# THE REQUEST:
Please answer these from the flank steak thread:
(a) What does roltyde rub on the steaks before grilling?
(b) What does hookup soak them in overnight?
(c) About how long per side does squirrel grill them for medium rare?

# PAGE:
- - -
# Flank Steak Suggestions



## flbobecu (May 19, 2010)

I'll be preparing 3, 1/3lb flank steaks on Thursday for the family. 


Just looking for suggestions on recipes, and how to make them. Open to about anything.. first time I will be cooking them. (I just got seriously into grilling/smoking about 2 weeks ago)











Thanks in advance for your help.


----------



## roltyde (May 19, 2010)

I grill mine. I rub a little EVOO and Weber Canadian Steak Seasoning on them. Let them get close to room temp and throw them on a medium hot grill. I have marinated them but really can't see a noticeable difference. When I did marinade I used Lawry's Chop House marinade. I grill them for about 8 minutes per side.

Take them off to rest and, this is the most important part, cut them on the bias *across the grain*. I slice about 1/2" thick.

Good luck!


----------



## flbobecu (May 19, 2010)

Thanks!


----------



## hookup (May 19, 2010)

We just soak them in italian dressing overnight then throw on a hot grill for 5-10 min/side (depending on the thickness)


----------



## squirrel (May 19, 2010)

I love to grill flank steak for fajitas. Sometimes I marinate overnight with just a little oil, garlic, onion, S&P. I like the flavor it adds, but I don't think it helps with tenderizing. I like mine medium rare so I drop them on a med. hot grill for about 4 min. per side. Tent with foil, lettem' rest. Definitely cut on the bias thin slices. I serve with black beans and rice, pico de gallo, sour cream, monterey jack, sauteed onions and peppers and warm tortillas! That sounds so good, I might just have that tonight! Thanks for getting me warmed up already about supper!


----------



## flbobecu (May 19, 2010)

It does sound good! 


Forgive my "newb'i'ness" (if that's even remotely close to a word), but whats the best way to "tent" and about how long should I let it rest? Additionally, why "tent"? I see the term used quite a bit around here, figured I'd ask..
- - -
# STORED DATA:
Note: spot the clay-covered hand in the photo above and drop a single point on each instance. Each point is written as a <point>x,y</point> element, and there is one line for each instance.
- - -
# RIGHT ANSWER:
(a) A little EVOO and Weber Canadian Steak Seasoning
(b) Italian dressing
(c) About 4 minutes per side